Task: After locating "each like (338,406)." in the listing below, copy that line and each one after it exactly, ending with the line that has "each like (18,512).".

--

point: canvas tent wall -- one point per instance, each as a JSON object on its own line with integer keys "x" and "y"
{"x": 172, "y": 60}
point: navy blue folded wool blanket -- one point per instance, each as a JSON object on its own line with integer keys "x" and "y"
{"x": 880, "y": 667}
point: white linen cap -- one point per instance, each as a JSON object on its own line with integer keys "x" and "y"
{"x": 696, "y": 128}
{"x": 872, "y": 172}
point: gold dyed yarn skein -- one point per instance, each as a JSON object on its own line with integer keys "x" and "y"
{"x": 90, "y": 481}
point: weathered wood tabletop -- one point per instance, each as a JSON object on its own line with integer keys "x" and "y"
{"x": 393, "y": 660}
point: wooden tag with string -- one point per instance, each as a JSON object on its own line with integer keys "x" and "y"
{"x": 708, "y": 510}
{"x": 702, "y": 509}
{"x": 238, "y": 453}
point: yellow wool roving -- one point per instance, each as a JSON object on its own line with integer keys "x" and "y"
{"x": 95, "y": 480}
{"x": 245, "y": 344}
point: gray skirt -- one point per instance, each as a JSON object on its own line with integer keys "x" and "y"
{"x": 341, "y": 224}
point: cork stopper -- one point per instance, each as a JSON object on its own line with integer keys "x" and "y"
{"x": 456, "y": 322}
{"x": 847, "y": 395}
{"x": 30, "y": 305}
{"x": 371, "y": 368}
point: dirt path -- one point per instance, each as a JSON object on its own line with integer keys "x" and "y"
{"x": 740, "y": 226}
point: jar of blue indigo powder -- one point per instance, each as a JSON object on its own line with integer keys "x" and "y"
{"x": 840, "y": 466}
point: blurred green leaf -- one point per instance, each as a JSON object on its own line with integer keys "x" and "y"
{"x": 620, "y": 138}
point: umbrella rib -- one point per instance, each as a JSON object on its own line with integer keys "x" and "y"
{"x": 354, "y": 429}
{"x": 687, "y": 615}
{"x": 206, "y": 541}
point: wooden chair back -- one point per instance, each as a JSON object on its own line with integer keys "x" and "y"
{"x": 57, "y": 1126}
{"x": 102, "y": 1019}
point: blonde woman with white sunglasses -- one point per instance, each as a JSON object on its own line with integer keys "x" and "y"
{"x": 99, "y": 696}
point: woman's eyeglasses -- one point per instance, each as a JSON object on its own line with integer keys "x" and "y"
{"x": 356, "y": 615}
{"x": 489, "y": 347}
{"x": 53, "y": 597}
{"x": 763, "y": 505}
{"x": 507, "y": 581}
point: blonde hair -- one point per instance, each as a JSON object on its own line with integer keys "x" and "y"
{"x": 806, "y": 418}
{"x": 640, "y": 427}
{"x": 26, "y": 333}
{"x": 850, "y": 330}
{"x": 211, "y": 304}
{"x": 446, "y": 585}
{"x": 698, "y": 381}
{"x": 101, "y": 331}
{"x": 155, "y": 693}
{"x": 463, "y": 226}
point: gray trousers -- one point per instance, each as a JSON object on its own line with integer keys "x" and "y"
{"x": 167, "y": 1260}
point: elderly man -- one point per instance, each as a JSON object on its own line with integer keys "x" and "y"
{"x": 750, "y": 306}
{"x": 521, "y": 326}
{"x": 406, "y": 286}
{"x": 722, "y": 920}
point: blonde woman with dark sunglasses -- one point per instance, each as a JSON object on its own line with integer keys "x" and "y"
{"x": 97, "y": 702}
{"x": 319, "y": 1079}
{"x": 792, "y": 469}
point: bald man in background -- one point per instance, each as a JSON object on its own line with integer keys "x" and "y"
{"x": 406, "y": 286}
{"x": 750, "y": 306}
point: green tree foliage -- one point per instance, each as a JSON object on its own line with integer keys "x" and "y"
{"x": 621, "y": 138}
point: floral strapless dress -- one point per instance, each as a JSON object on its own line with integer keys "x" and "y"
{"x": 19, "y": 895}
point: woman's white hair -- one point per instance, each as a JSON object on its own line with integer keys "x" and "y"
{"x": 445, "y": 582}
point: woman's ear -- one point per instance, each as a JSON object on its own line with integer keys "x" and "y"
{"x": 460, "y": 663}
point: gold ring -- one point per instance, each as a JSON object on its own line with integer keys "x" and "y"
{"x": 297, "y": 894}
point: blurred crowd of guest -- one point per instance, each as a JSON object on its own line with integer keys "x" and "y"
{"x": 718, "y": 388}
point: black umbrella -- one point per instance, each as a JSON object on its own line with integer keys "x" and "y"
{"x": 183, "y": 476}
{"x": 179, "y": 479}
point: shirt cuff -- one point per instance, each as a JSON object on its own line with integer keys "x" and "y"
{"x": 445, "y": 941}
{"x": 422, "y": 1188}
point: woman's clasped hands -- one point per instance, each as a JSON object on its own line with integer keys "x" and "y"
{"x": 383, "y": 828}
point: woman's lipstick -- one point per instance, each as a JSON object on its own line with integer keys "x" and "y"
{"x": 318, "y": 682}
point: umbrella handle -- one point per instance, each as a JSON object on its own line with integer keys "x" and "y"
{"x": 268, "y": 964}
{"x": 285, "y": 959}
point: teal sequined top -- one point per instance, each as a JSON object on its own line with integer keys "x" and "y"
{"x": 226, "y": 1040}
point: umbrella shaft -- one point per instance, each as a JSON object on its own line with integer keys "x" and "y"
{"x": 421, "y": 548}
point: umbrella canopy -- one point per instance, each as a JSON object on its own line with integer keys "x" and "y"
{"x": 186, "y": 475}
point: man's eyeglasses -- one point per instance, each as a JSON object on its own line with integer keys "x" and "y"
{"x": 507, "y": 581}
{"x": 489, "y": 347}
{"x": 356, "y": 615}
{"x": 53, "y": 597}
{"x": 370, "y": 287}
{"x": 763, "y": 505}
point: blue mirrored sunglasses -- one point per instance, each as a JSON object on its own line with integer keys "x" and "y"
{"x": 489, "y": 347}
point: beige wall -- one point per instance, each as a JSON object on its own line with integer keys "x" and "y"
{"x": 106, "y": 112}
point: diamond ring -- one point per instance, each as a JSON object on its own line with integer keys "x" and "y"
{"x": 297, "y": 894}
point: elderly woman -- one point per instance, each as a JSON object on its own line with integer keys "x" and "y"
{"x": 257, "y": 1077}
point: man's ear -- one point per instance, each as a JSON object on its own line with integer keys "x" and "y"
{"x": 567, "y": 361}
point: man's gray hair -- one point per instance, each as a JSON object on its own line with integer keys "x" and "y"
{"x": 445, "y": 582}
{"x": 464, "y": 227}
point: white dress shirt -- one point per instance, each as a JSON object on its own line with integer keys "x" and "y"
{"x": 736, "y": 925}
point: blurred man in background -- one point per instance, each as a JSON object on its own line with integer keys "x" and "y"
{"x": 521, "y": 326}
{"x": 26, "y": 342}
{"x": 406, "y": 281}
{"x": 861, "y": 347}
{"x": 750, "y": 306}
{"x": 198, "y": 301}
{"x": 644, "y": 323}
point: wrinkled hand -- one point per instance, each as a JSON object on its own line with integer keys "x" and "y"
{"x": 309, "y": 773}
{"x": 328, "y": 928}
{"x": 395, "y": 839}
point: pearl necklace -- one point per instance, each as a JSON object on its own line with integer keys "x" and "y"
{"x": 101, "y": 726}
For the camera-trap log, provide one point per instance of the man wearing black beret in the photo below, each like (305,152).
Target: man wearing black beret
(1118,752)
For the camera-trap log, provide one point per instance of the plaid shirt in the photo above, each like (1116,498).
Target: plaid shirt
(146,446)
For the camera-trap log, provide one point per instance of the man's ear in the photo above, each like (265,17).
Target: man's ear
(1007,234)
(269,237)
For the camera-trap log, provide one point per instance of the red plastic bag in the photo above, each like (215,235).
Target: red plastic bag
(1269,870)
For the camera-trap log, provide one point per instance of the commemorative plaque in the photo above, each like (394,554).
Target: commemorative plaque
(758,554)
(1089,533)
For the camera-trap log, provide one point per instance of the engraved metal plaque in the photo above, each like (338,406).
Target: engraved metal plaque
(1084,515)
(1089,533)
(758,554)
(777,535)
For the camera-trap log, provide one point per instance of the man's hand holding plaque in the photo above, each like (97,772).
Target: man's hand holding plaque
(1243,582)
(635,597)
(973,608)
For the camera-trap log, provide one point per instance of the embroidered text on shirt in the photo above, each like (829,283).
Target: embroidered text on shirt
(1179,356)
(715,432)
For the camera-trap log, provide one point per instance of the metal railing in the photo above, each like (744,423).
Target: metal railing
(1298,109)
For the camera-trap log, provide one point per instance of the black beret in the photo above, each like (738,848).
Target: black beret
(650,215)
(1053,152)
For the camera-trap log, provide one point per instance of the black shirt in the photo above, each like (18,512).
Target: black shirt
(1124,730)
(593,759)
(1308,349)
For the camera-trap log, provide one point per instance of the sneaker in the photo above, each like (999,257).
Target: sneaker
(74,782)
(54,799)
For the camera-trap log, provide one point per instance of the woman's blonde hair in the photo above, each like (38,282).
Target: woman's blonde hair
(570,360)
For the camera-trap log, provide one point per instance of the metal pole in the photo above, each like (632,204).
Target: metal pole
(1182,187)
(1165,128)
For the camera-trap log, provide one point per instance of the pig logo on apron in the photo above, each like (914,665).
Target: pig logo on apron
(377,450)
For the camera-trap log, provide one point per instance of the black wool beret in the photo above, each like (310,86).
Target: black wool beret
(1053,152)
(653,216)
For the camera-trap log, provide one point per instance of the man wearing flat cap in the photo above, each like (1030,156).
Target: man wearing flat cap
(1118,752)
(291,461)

--

Expected answer:
For the camera-trap log, provide one point per instance of the engraved metal plaque in the photo above, each like (338,406).
Target: engraved metal plaque
(1084,515)
(1089,533)
(758,554)
(777,535)
For the camera-trap log, provide one point per instance of the man's hand holding plaque in the photo above, each like (97,772).
Target: man's hand holding plaque
(1243,582)
(635,597)
(973,608)
For the camera-trap log, provide one point per instance of the embroidered text on shirt in the photo above, each like (829,283).
Target: embroidered text on shirt
(1179,356)
(715,432)
For the camera-trap log, provide one point per instance of the metal railing in the photo above, each like (744,423).
Target: metal railing
(1298,109)
For the camera-trap log, provide one point per instance of the black beret in the photo above, each like (738,848).
Target: black beret
(650,215)
(1053,152)
For the camera-trap log, provide one point per instance of the black shirt in the photo above, each like (18,512).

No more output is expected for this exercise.